▼▼▼

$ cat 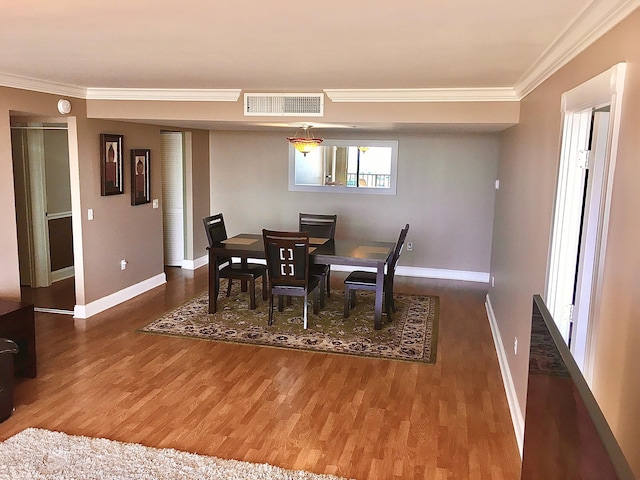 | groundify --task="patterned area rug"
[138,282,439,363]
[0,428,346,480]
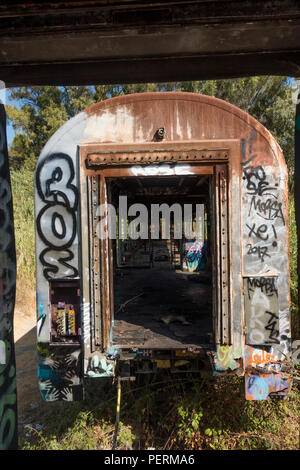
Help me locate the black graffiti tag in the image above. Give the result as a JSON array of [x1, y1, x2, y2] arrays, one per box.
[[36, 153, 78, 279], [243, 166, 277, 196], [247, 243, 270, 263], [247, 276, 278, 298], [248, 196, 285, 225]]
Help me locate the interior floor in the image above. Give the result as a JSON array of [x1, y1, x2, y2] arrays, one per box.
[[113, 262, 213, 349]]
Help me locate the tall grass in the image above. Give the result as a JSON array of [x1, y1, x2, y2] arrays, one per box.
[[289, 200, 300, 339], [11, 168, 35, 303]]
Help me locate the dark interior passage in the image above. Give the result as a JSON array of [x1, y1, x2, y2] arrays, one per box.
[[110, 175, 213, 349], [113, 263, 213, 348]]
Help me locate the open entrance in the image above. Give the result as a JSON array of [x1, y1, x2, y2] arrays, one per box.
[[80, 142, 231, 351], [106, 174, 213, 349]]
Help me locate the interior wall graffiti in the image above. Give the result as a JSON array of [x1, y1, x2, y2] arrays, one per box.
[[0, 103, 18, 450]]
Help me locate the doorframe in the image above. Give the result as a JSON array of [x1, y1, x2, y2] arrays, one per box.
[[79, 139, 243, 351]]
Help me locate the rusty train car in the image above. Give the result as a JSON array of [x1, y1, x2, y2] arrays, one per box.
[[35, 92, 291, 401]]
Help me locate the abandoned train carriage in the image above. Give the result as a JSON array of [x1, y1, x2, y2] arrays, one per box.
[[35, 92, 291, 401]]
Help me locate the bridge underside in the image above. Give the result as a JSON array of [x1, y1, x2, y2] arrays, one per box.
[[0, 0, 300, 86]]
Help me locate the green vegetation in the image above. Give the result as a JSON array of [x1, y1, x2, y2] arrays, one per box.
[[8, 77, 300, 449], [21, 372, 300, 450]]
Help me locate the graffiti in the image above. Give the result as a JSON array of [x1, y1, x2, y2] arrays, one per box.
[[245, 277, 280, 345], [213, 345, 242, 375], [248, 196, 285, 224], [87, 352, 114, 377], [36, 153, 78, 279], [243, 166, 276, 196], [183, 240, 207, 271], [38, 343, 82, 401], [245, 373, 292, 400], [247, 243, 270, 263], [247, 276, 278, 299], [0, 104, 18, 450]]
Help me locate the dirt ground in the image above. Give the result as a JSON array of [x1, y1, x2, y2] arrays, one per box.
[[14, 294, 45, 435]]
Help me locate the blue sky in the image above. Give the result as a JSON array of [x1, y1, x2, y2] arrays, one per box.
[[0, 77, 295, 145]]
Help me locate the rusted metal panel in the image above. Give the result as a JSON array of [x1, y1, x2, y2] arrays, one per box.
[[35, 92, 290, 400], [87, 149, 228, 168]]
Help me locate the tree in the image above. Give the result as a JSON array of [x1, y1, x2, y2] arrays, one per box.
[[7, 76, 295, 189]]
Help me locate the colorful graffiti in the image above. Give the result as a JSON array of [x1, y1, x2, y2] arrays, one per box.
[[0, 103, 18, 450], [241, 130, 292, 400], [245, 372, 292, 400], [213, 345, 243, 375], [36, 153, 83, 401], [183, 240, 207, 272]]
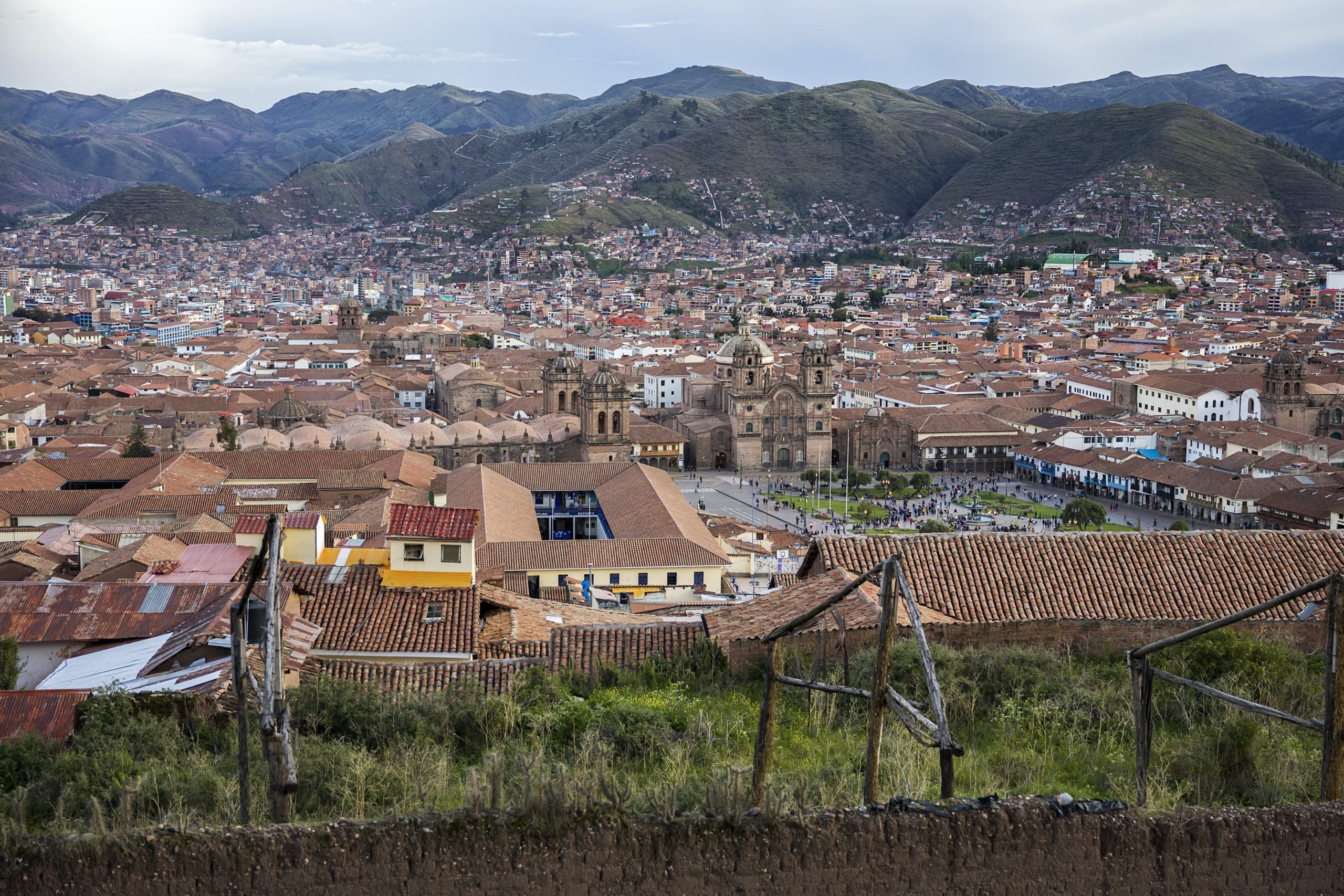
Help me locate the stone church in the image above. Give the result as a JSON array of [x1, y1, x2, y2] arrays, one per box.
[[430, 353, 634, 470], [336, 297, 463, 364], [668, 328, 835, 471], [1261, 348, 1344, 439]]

▲▲▲
▼▼▼

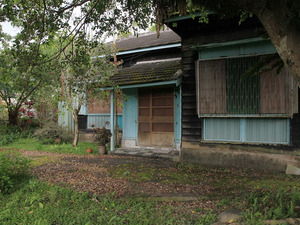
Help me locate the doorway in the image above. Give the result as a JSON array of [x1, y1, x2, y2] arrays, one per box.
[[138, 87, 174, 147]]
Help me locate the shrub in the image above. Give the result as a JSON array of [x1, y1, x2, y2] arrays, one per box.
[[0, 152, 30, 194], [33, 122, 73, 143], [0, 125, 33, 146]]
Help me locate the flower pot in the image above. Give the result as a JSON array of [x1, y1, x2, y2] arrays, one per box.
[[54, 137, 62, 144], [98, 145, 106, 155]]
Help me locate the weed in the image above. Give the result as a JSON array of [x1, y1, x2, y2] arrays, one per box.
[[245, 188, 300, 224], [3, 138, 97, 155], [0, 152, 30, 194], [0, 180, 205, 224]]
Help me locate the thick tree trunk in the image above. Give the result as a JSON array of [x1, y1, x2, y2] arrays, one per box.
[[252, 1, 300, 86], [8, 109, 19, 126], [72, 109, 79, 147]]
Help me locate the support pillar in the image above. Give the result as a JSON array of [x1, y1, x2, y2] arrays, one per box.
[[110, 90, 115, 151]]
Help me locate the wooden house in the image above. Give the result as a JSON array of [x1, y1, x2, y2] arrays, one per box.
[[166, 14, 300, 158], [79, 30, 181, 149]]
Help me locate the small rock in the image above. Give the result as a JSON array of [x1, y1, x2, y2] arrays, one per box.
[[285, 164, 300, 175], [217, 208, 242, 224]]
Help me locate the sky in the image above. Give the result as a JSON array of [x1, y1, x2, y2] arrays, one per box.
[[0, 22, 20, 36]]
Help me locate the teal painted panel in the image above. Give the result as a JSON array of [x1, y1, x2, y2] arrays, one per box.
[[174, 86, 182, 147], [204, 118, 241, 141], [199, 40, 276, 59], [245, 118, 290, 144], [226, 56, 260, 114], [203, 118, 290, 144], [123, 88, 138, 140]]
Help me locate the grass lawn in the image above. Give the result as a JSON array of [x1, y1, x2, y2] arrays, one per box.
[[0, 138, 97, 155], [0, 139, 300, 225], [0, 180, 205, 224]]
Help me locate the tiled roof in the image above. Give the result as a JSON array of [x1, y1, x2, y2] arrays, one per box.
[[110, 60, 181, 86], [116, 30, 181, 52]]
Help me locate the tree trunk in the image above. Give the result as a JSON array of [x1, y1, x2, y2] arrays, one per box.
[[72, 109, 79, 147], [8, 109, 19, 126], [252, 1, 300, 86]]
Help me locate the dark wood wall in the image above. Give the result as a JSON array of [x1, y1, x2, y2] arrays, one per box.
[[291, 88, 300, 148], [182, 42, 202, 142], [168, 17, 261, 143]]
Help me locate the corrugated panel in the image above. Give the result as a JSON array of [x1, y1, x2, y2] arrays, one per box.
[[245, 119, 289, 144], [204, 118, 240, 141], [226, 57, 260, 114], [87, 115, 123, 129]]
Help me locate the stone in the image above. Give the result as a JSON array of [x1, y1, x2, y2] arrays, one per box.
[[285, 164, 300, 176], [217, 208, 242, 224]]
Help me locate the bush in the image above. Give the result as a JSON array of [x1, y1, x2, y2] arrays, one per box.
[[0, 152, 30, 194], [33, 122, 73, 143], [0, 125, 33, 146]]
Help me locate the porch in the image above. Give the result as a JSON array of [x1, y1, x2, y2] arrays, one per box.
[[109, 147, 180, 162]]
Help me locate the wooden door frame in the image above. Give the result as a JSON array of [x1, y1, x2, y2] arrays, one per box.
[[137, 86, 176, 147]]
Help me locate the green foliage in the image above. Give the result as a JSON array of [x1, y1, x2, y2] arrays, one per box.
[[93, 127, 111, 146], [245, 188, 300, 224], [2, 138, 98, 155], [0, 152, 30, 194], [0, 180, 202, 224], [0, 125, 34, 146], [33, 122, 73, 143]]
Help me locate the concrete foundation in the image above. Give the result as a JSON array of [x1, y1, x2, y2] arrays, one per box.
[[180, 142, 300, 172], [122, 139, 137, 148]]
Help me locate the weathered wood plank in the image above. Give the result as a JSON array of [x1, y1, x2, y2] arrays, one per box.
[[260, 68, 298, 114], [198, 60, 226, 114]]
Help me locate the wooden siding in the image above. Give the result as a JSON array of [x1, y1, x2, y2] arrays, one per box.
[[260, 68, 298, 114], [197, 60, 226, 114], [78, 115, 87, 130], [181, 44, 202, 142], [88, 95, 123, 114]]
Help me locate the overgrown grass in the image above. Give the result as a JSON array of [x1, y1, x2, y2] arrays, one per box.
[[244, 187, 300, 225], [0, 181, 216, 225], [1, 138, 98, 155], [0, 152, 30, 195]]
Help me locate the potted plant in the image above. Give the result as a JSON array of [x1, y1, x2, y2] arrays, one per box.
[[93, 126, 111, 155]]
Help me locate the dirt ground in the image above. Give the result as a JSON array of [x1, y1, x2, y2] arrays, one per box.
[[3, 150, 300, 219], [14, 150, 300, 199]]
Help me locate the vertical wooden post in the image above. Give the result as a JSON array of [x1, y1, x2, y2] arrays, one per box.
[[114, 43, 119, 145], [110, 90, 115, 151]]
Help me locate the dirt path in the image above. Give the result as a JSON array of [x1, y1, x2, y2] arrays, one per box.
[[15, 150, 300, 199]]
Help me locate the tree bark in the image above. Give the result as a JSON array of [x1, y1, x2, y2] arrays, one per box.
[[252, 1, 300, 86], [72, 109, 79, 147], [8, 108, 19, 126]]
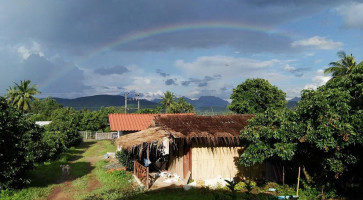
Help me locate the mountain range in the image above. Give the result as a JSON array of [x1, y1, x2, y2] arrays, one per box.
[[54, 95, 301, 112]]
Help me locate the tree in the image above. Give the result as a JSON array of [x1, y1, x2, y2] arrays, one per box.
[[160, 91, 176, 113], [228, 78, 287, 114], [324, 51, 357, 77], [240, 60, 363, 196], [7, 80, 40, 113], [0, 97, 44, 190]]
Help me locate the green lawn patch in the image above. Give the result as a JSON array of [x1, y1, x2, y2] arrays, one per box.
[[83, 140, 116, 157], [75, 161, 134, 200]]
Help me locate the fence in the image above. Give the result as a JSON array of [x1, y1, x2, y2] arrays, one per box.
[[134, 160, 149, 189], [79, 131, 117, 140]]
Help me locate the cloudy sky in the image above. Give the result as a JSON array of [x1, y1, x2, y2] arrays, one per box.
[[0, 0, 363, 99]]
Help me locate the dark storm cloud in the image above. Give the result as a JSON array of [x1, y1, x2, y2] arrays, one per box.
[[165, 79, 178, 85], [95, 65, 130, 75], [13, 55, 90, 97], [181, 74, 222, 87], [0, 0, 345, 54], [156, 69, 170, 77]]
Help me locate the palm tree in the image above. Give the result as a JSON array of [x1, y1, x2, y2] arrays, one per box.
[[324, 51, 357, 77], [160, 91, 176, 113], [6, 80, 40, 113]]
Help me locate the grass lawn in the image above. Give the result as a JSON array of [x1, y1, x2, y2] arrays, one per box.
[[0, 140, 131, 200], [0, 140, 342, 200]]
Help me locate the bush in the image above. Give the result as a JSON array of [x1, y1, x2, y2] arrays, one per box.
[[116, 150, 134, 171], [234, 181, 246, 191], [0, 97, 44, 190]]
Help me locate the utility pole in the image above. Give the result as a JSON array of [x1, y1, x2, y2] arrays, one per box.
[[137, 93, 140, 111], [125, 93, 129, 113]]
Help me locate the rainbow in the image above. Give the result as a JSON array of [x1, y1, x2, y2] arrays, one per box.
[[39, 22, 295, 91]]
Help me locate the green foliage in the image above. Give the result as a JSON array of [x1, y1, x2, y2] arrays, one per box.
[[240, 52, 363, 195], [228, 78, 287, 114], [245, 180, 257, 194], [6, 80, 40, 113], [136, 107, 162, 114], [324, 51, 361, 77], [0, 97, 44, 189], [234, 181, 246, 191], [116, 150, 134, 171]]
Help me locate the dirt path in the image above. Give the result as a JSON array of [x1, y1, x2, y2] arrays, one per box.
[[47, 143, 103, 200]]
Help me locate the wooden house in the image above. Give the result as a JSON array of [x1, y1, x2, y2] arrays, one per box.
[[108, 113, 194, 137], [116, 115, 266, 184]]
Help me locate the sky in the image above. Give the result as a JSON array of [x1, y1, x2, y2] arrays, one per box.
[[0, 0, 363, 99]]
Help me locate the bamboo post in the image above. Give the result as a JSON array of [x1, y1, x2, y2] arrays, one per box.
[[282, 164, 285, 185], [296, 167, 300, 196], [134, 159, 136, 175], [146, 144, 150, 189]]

▲▲▲

Reproduce without change the stretch of rows from the line containing "Help me locate the porch" through the line containing "122, 73, 143]]".

Help me locate the porch in the image above. Give the result as a JSON array of [x1, y1, x2, y2] arrays, one per box.
[[109, 147, 180, 162]]
Help me locate the wooden door frame in the image above. Give the result as a JSON array of [x1, y1, x2, y2] arrays, one per box.
[[137, 86, 176, 147]]
Help me locate the green foliage in the image above. Give the result as a JSON array of [x1, y1, x2, y2] arrays, one per box.
[[93, 127, 111, 146], [245, 188, 300, 224], [2, 138, 98, 155], [0, 152, 30, 194], [0, 180, 202, 224], [0, 125, 34, 146], [33, 122, 73, 143]]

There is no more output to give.